◆ THE TASK:
Quote exactly the lines running from the line with "Spot the spiky" to the end of the entries, including both, and nothing else.

◆ DATA RECORDS:
════
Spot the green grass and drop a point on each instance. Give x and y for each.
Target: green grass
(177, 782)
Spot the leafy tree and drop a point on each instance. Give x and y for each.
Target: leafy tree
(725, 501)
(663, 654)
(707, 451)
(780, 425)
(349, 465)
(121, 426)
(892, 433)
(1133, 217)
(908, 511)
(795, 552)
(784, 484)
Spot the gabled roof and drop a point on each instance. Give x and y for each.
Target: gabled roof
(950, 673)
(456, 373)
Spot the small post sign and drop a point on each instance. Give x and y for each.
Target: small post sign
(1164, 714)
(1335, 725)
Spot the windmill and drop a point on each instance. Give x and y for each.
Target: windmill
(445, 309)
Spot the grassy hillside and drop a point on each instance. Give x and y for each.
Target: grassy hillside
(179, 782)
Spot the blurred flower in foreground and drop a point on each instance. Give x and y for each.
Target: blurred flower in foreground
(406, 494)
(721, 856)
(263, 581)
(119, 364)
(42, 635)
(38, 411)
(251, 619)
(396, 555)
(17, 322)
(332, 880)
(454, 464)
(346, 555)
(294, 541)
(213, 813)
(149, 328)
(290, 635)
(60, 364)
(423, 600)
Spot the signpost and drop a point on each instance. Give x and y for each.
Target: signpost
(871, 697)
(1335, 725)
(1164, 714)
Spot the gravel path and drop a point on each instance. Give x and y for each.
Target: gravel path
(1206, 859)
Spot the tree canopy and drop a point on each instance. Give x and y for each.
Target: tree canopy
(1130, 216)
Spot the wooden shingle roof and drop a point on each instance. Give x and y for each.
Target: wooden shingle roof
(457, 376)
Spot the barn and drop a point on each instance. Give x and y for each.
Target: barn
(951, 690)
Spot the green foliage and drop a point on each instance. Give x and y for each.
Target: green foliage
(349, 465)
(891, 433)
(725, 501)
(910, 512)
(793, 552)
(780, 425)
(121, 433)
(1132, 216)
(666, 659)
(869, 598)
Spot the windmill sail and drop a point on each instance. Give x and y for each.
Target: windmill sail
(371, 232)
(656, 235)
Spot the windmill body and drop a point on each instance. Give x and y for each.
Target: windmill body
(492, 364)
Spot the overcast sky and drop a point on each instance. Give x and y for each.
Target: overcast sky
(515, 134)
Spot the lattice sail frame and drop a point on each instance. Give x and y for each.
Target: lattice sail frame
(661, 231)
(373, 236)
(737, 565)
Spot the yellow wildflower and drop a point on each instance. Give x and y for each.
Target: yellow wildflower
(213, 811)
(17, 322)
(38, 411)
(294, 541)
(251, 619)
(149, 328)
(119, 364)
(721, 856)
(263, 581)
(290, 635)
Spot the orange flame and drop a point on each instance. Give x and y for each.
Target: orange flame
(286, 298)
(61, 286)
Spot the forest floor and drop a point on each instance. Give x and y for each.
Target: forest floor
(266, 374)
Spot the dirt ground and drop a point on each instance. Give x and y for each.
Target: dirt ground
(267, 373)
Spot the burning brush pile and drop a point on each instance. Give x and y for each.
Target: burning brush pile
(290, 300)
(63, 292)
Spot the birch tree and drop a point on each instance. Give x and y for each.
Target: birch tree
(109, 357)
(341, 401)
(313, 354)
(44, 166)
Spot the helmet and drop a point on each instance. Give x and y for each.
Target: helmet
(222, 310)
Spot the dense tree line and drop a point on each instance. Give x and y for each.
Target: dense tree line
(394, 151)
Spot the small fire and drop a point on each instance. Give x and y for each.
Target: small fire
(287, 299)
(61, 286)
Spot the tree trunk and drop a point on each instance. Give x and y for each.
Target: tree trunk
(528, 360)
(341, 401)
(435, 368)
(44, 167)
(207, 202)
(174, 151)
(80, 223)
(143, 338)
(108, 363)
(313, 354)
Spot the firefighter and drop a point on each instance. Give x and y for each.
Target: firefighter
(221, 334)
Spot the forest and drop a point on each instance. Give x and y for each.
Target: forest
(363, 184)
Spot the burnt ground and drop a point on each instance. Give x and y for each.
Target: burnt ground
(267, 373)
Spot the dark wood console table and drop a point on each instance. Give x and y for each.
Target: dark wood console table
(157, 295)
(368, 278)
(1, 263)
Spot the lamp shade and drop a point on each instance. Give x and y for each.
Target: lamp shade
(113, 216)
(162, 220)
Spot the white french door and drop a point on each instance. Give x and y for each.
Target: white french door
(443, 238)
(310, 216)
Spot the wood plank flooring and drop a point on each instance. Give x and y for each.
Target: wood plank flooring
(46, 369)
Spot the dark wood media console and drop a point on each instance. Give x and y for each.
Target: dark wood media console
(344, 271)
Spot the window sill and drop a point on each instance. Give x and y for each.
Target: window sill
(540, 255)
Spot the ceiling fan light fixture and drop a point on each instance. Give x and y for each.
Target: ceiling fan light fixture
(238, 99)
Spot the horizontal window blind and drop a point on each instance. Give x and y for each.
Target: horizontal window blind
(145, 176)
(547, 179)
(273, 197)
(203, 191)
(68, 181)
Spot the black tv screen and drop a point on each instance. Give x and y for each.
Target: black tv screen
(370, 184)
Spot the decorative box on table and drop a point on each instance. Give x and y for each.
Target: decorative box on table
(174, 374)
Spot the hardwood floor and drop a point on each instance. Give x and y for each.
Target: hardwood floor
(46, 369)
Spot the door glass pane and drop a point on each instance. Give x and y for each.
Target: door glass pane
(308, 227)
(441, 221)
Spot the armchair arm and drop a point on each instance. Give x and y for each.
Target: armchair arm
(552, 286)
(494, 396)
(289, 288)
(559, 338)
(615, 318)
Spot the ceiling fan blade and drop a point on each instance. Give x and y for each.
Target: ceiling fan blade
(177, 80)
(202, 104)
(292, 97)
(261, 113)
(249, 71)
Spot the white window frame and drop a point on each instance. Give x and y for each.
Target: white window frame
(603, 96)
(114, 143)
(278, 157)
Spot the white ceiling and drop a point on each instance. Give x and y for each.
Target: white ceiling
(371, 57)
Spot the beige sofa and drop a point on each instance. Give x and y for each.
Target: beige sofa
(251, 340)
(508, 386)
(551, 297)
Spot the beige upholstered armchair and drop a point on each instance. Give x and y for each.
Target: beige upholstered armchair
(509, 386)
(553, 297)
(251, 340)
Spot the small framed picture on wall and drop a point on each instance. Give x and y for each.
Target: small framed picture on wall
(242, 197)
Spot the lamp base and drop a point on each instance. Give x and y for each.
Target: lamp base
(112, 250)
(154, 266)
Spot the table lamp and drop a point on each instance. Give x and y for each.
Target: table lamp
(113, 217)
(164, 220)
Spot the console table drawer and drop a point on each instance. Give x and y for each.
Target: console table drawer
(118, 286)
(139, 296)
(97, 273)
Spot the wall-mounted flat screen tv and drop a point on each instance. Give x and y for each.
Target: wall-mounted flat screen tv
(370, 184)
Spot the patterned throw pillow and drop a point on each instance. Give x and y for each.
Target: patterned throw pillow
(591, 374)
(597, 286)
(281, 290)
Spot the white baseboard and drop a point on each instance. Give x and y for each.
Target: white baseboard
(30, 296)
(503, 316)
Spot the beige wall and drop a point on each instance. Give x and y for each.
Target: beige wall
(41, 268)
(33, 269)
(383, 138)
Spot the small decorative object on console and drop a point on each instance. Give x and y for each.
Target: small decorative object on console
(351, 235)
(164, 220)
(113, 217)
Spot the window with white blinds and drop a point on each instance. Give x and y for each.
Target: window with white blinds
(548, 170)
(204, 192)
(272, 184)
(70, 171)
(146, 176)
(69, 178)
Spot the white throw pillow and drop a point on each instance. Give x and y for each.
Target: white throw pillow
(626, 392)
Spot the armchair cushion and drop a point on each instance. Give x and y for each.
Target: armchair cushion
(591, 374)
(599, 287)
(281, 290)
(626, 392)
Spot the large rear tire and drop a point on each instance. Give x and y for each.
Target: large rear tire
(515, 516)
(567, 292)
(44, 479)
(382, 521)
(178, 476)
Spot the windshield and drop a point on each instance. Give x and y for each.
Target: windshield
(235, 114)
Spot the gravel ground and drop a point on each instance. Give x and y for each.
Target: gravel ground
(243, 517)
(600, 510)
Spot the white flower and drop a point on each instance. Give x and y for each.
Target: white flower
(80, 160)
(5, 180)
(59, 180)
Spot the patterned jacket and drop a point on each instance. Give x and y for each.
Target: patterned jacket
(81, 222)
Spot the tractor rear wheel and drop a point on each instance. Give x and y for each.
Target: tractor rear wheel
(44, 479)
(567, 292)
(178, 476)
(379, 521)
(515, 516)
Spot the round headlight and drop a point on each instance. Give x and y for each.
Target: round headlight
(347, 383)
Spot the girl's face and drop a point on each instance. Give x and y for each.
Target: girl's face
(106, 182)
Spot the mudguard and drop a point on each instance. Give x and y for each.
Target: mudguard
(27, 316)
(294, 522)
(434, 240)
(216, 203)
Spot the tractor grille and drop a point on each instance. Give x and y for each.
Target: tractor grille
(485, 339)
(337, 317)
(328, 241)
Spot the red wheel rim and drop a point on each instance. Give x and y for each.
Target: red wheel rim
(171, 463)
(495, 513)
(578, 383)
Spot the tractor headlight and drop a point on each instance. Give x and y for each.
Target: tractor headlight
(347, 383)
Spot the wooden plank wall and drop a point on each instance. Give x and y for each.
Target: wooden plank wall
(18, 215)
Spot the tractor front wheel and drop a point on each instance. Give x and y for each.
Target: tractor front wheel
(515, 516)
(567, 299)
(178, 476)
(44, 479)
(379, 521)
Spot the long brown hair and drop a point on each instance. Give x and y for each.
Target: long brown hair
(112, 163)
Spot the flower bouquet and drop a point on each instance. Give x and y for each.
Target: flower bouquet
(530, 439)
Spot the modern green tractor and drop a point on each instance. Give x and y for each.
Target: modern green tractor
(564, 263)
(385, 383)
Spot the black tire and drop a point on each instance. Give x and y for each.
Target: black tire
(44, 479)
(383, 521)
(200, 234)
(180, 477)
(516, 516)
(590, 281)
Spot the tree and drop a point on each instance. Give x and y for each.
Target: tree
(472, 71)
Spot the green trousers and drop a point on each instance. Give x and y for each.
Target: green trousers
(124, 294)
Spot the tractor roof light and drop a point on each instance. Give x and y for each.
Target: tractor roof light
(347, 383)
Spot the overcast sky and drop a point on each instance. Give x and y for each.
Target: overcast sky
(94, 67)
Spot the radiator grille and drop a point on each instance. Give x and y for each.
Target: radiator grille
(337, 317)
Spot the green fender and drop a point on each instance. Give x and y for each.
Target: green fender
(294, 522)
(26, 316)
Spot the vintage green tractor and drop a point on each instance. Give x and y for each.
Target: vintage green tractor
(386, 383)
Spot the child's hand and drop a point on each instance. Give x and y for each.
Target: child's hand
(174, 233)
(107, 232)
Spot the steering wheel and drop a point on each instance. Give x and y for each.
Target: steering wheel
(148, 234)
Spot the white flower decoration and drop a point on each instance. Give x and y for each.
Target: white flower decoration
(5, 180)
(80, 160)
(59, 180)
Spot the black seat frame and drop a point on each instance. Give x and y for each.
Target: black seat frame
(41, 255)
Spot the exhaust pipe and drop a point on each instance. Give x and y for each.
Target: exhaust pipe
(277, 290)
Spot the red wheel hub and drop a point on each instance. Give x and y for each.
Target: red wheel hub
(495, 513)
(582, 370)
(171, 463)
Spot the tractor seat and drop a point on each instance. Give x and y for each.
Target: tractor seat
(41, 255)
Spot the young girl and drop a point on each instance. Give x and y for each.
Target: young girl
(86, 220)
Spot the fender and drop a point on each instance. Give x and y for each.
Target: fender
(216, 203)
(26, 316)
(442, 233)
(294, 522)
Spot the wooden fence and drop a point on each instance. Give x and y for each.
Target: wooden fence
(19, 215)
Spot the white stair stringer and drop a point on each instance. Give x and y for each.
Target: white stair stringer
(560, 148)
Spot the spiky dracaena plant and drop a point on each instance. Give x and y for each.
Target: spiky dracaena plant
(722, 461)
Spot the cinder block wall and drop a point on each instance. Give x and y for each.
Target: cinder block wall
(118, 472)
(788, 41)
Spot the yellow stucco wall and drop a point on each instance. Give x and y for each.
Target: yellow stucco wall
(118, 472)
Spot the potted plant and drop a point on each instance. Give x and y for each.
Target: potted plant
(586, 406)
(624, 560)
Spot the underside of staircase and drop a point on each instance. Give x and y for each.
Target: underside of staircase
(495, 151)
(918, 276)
════
◆ RESULT OF THE TASK:
Spot the spiky dracaena plant and drop a point on each instance. Give x and y for each.
Target: spiky dracaena plant
(722, 461)
Spot the cinder block wall and drop a point on each instance. Give x and y for each.
Target: cinder block wall
(118, 472)
(788, 41)
Spot the yellow stucco wall and drop a point on each instance. Give x and y for each.
Target: yellow stucco wall
(118, 472)
Spot the potted plant and drop a point on each instance. Give x and y for each.
Target: potted plant
(586, 406)
(624, 560)
Spot the underside of staircase and drop a point on each instance. Give x and y for each.
Target: underside of staircase
(495, 151)
(918, 276)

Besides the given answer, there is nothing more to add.